Switch "outer ring" to "exterior ring" everywhere in the records below, and write the lines out again with nothing else changed.

### DATA TO USE

+===+

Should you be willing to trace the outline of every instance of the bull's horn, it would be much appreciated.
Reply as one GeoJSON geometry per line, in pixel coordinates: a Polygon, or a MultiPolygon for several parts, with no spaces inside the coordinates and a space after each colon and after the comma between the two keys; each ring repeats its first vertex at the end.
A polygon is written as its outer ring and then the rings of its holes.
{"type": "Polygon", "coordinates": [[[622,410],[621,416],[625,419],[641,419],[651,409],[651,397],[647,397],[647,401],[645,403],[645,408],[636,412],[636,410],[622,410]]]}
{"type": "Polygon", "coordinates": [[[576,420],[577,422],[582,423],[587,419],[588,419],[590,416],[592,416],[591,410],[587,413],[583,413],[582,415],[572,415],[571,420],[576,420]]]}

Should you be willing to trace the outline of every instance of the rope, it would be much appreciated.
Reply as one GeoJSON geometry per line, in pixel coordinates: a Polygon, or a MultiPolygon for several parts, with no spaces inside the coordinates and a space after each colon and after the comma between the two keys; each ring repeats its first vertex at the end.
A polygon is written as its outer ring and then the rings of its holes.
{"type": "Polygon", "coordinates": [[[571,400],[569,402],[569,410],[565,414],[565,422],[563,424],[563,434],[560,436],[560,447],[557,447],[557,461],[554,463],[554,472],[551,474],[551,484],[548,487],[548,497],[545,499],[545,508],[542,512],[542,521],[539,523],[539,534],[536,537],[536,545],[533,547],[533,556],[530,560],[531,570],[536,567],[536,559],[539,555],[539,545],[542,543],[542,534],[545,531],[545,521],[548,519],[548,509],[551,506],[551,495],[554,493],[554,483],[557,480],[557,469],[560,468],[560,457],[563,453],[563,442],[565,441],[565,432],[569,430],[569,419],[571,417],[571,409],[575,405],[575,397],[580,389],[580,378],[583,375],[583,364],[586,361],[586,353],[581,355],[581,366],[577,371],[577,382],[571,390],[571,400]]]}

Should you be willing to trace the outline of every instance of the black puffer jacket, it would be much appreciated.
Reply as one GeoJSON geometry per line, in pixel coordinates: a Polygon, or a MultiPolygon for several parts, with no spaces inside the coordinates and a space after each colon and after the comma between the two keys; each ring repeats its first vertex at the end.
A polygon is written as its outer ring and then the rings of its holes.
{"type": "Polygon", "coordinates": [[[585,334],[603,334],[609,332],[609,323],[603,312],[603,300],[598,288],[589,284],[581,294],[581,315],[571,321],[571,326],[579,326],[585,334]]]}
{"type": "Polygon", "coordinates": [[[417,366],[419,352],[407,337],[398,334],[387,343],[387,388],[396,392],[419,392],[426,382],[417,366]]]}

+===+

### TASK SOLUTION
Should you be willing to trace the outline of every instance of the bull's horn, it would be much appreciated.
Reply as one GeoJSON geometry per line, in pixel coordinates: a Polygon, or a MultiPolygon for several parts, with no spaces inside the coordinates and a space after each colon and after the comma between the two keys; each ring repeats its first vertex at the end.
A polygon is written as its exterior ring and then the rings of its holes.
{"type": "Polygon", "coordinates": [[[622,410],[621,416],[625,419],[641,419],[651,409],[651,397],[647,397],[647,401],[645,403],[645,408],[636,412],[636,410],[622,410]]]}
{"type": "Polygon", "coordinates": [[[576,420],[577,422],[582,423],[587,419],[588,419],[590,416],[592,416],[591,410],[587,413],[583,413],[582,415],[572,415],[571,420],[576,420]]]}

Should you be willing to trace the outline of every instance of the rope, it would be much appreciated.
Reply as one GeoJSON geometry per line, in pixel coordinates: a Polygon, or a MultiPolygon for several parts, with no spaces inside the coordinates and a space after each colon and after the comma between the two keys; each ring repeats its first vertex at the end.
A polygon is written as its exterior ring and then the rings of its holes.
{"type": "Polygon", "coordinates": [[[571,400],[569,402],[569,410],[565,414],[565,422],[563,424],[563,434],[560,436],[560,447],[557,447],[557,461],[554,463],[554,472],[551,474],[551,484],[548,487],[548,497],[545,499],[545,508],[542,512],[542,521],[539,523],[539,534],[536,537],[536,545],[533,547],[533,556],[530,560],[531,570],[536,567],[536,559],[539,555],[539,545],[542,543],[542,534],[545,531],[545,521],[548,519],[548,509],[551,506],[551,495],[554,493],[554,483],[557,480],[557,469],[560,468],[560,457],[563,453],[563,442],[565,441],[565,432],[569,430],[569,419],[571,417],[571,409],[575,405],[575,397],[580,389],[580,378],[583,375],[583,364],[586,361],[586,353],[581,355],[581,366],[577,371],[577,382],[571,390],[571,400]]]}

Should you be willing to trace the outline of every instance of the black puffer jacket, it would be much appreciated.
Reply as one GeoJSON geometry per line, in pixel coordinates: a Polygon, or a MultiPolygon for several parts, with no spaces inside the coordinates and a space after each colon and after the comma between the two keys; each ring repeats its first vertex at the end.
A polygon is written as its exterior ring and then the rings of its holes.
{"type": "Polygon", "coordinates": [[[585,334],[603,334],[609,332],[609,323],[603,312],[603,300],[598,288],[589,284],[581,294],[581,315],[571,321],[571,326],[579,326],[585,334]]]}
{"type": "Polygon", "coordinates": [[[417,366],[419,352],[407,337],[398,334],[387,343],[387,388],[396,392],[419,392],[426,382],[417,366]]]}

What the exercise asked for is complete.